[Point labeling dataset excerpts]
-- BEGIN --

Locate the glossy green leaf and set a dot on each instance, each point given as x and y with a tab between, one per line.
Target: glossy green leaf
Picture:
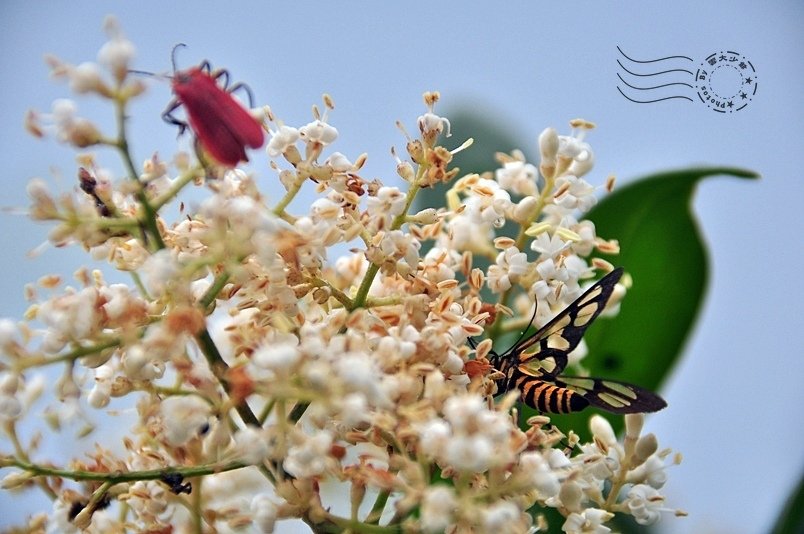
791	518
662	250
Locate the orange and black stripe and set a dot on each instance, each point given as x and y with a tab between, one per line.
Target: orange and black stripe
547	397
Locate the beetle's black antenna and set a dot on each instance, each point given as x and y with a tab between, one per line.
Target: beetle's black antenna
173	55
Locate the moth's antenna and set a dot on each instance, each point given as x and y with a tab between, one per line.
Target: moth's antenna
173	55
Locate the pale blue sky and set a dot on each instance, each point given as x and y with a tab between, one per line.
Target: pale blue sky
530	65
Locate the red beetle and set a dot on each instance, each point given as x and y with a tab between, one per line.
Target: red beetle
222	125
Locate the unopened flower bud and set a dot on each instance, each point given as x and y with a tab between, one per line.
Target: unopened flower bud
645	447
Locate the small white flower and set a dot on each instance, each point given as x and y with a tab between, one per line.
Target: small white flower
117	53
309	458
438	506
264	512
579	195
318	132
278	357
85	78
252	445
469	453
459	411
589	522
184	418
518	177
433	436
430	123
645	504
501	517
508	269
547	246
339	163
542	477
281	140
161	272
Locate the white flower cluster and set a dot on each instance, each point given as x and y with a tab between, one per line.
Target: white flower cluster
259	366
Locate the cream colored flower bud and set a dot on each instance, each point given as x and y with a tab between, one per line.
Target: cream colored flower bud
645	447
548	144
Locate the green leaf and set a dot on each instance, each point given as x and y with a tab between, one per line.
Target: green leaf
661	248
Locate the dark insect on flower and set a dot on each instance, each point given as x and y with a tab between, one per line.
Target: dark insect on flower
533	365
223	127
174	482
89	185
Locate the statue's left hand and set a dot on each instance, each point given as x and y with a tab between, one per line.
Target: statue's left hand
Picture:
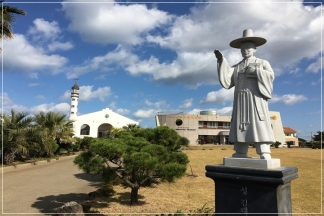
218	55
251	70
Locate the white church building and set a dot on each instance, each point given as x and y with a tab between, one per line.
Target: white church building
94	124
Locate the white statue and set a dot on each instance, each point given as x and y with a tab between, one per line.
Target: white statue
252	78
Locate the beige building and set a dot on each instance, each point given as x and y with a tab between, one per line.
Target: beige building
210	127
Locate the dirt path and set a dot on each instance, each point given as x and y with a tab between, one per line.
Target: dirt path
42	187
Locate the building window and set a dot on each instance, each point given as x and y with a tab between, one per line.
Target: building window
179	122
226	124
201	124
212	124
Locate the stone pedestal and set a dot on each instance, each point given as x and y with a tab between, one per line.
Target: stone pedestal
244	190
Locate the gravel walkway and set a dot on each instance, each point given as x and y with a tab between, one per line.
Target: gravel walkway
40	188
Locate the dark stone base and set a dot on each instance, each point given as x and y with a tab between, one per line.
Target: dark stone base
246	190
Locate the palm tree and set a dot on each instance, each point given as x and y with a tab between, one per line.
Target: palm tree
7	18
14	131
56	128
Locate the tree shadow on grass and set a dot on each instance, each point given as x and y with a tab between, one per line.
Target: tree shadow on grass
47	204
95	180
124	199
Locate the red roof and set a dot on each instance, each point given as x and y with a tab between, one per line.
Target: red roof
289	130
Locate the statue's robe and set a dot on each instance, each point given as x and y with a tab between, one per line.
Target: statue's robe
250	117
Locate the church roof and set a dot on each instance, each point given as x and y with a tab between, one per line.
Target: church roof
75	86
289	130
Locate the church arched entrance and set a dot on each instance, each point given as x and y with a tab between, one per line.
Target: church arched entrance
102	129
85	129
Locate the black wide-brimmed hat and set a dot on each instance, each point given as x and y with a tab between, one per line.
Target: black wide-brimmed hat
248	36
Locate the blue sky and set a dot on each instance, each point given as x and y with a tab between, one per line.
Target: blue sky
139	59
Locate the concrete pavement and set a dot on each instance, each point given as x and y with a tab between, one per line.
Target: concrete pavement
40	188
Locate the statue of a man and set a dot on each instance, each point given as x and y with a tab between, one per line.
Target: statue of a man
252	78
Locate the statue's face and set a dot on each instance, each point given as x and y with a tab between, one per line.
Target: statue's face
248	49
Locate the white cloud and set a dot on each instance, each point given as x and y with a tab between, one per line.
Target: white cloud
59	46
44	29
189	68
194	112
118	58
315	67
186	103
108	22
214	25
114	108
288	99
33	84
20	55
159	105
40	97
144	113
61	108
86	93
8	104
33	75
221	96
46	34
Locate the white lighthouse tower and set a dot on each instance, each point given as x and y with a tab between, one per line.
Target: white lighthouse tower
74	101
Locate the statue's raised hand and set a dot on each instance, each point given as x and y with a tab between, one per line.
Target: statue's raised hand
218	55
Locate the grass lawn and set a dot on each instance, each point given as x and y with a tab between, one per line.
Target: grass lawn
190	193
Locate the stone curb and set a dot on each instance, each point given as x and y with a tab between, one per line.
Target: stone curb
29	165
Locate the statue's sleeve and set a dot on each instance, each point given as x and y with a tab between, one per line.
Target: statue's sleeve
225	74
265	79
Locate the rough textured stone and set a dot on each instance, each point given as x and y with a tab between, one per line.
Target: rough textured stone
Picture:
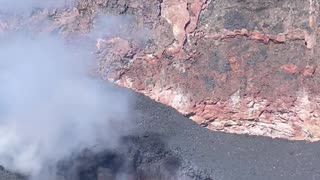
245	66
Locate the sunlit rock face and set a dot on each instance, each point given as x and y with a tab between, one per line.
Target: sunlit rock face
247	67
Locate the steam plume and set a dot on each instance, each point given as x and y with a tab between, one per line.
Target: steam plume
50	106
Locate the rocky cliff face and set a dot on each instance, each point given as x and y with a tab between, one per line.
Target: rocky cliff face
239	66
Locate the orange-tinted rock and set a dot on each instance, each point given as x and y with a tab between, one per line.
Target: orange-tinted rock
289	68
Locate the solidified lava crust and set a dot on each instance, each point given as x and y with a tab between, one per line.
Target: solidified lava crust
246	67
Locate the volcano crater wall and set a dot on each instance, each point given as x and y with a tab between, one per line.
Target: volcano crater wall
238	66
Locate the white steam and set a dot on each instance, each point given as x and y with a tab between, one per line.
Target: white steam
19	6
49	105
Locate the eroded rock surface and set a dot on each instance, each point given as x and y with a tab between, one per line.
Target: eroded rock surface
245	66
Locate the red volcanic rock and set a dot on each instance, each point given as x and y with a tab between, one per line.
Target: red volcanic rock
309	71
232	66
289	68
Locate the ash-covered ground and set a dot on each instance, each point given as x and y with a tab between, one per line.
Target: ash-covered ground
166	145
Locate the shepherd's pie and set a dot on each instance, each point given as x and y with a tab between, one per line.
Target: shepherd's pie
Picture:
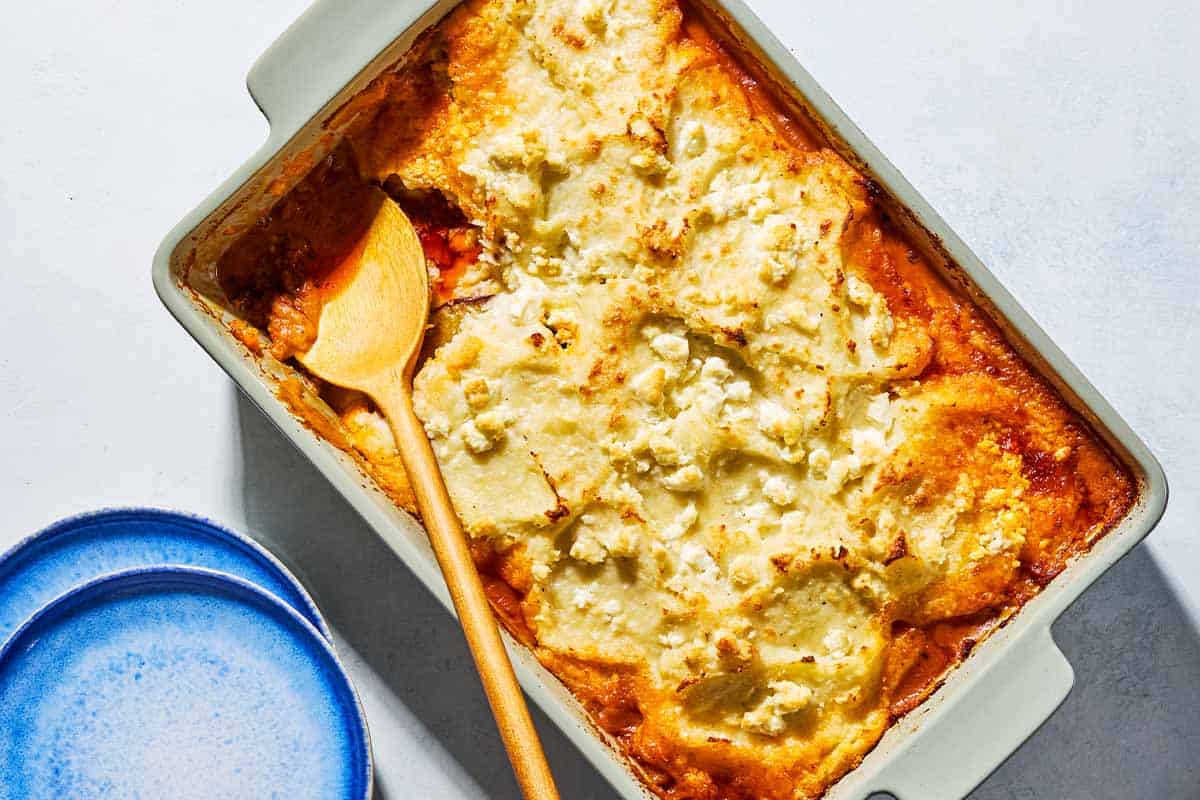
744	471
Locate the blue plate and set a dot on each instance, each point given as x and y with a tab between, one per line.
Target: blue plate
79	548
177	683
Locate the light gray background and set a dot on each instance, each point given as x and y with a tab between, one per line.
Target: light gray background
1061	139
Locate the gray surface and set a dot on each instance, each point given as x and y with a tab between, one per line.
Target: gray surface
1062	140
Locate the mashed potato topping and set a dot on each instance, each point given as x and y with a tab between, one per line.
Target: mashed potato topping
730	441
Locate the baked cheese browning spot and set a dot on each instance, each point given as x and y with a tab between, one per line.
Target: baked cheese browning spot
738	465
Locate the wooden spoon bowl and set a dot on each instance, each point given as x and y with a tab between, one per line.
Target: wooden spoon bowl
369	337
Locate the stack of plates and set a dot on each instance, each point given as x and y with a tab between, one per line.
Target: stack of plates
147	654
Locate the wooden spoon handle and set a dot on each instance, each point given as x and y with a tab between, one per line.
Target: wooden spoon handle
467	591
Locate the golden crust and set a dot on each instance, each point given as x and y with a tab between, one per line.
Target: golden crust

-- END --

## What the task requires
Repeat verbatim the range of lines that opens at the line containing "Locate the shepherd's" and closes at the last line of the entries, excluding all pictures.

## Exercise response
Locate the shepherd's pie and set a dot on each instance, each point given as x and y with a tab between, one per line.
Target: shepherd's pie
Picture:
744	471
Locate the blue plate and set a dot on each instance, each point given as x and y with a tab between, one per line.
Target: blue plate
79	548
177	683
Locate the light gray background and set a dot on each instance, each point given as x and y with a tab between, one per line.
Target: light gray background
1061	139
Locate the gray surface and set a dot on each instance, each point given as x and y with a tab between, one per line.
Target: gray surface
1062	140
Locate the mashed potato topping and set a dot on each instance, each point given as x and y with a tab between, one per line.
Target: mashed potato topping
730	441
Locate the baked cheese browning spot and set a dot on each instance, each point given as x and y with a tab between, one per line.
Target: baked cheese browning spot
738	465
Locate the wooden spoon bowl and set a dot on each instance, each point given as x and y with a tab between, one per line.
Target: wooden spoon bowl
369	337
Locate the stack of plates and set a dot on each instance, each point given as x and y with a tab between, one per line.
Target: stack of plates
147	654
Locate the wooden spoon handle and set a dot on each instance, each point given as x and y with a tab between, one per line.
Target: wooden spoon handle
467	591
Locate the golden crust and set a dot on each instance, each point given as x and y with a tab between, one per line.
Target: golden crust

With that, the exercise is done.